**Objective**
Report how many lines of the material below contain the string "foliage", with case taken into account, and give only the number.

:::

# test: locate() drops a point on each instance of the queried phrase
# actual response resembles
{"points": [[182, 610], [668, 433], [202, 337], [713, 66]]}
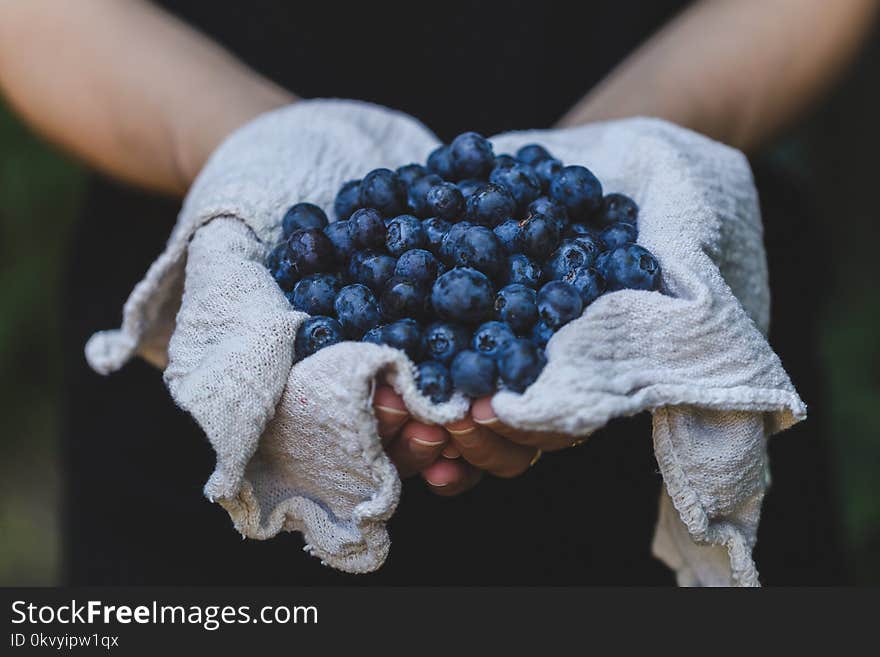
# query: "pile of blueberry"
{"points": [[468, 264]]}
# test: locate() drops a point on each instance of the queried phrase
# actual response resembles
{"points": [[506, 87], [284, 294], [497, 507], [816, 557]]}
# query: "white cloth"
{"points": [[297, 447]]}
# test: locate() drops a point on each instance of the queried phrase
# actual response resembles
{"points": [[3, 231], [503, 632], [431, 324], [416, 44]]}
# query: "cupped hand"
{"points": [[452, 459]]}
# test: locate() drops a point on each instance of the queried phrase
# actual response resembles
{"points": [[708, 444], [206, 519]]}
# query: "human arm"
{"points": [[736, 70], [126, 87]]}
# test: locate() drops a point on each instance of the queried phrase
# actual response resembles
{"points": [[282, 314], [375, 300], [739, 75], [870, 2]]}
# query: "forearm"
{"points": [[126, 87], [736, 70]]}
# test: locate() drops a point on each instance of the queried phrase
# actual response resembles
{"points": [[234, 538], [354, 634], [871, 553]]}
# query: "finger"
{"points": [[484, 415], [487, 451], [391, 412], [417, 447], [447, 477]]}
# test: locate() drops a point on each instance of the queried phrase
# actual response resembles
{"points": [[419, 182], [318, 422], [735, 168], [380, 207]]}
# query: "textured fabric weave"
{"points": [[297, 447]]}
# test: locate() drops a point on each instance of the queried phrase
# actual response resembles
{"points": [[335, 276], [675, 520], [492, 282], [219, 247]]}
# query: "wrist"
{"points": [[195, 141]]}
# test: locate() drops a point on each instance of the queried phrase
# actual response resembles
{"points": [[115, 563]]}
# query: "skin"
{"points": [[737, 70]]}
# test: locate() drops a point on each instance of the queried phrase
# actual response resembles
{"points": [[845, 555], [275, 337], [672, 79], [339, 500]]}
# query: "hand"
{"points": [[486, 442], [415, 447]]}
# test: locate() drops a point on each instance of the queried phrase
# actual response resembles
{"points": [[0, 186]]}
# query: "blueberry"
{"points": [[303, 215], [540, 236], [310, 251], [338, 234], [434, 381], [520, 180], [463, 294], [578, 190], [402, 298], [618, 234], [491, 338], [541, 334], [441, 341], [479, 248], [520, 269], [617, 207], [373, 270], [374, 335], [315, 294], [348, 199], [316, 333], [547, 170], [435, 231], [504, 160], [419, 266], [509, 232], [440, 162], [588, 282], [570, 255], [577, 230], [450, 240], [284, 272], [471, 155], [404, 334], [520, 365], [490, 206], [531, 154], [559, 303], [367, 229], [629, 267], [446, 201], [470, 187], [356, 309], [549, 208], [409, 173], [592, 243], [383, 190], [517, 306], [403, 233], [473, 374], [418, 191]]}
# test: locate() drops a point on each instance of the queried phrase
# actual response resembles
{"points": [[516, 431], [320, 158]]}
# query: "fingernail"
{"points": [[428, 443], [480, 417], [391, 411]]}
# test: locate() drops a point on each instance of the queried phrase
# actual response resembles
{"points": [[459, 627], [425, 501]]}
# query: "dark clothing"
{"points": [[135, 512]]}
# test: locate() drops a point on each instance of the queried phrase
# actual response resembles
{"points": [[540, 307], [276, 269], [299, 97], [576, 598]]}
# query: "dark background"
{"points": [[827, 163]]}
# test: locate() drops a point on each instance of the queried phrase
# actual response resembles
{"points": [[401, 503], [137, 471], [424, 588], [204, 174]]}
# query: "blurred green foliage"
{"points": [[39, 198]]}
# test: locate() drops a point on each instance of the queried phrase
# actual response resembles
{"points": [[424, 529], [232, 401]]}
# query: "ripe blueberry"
{"points": [[578, 190], [517, 306], [446, 201], [471, 155], [316, 333], [491, 338], [463, 294], [403, 233], [559, 303], [474, 374], [315, 294], [383, 190], [303, 215], [442, 341], [356, 309], [434, 381], [490, 206], [520, 365]]}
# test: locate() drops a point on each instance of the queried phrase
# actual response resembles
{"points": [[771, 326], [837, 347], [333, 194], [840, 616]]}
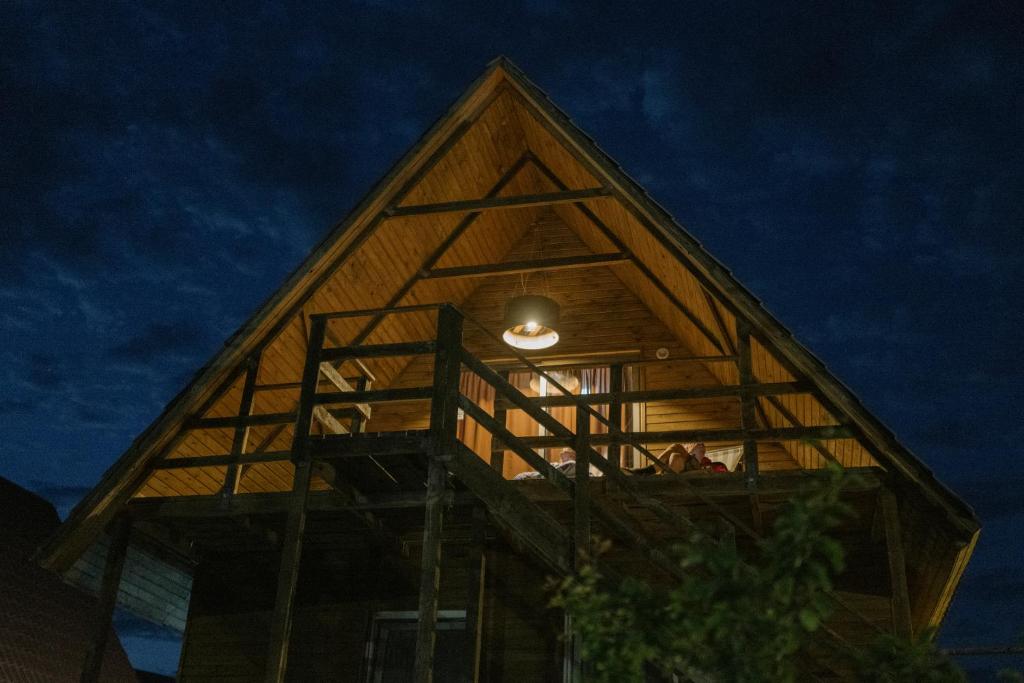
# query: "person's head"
{"points": [[677, 462]]}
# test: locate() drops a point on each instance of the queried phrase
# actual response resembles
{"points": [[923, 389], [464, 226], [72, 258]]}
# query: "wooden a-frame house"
{"points": [[334, 497]]}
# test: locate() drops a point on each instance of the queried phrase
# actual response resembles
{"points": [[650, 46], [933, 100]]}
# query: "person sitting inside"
{"points": [[566, 462], [566, 465], [682, 459]]}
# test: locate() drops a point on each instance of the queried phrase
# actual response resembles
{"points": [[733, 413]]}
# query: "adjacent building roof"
{"points": [[45, 624]]}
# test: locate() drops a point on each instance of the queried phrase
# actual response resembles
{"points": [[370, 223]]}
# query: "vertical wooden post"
{"points": [[241, 431], [359, 422], [748, 420], [291, 551], [108, 598], [501, 415], [615, 412], [902, 619], [443, 423], [581, 495], [581, 536], [477, 583]]}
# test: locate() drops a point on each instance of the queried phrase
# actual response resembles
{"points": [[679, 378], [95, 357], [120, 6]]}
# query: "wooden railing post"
{"points": [[748, 412], [241, 438], [615, 411], [902, 616], [291, 551], [108, 598], [581, 534], [501, 415], [443, 441]]}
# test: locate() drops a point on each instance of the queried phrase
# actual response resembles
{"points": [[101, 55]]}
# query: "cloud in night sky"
{"points": [[164, 167]]}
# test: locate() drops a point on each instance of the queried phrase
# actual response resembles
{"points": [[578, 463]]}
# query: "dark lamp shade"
{"points": [[530, 323]]}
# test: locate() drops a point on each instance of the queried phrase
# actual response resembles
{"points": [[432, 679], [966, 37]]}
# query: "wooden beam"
{"points": [[477, 591], [535, 265], [223, 460], [443, 416], [448, 372], [615, 410], [640, 265], [288, 575], [329, 371], [688, 435], [331, 424], [488, 204], [246, 421], [377, 395], [378, 350], [205, 507], [514, 443], [370, 443], [902, 620], [501, 418], [435, 256], [787, 414], [581, 492], [241, 438], [430, 567], [541, 532], [107, 599], [291, 552], [747, 401], [686, 393]]}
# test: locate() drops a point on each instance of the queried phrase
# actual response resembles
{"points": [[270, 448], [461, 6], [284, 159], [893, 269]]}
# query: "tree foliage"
{"points": [[734, 617]]}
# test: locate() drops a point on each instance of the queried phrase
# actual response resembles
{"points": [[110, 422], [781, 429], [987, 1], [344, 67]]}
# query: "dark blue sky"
{"points": [[163, 168]]}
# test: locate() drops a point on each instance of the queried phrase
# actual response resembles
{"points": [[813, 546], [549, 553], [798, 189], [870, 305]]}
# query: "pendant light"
{"points": [[530, 322]]}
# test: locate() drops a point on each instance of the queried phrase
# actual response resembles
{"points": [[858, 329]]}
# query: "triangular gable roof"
{"points": [[520, 123]]}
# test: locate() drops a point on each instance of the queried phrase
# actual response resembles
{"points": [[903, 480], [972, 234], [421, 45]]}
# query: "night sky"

:::

**Expected answer**
2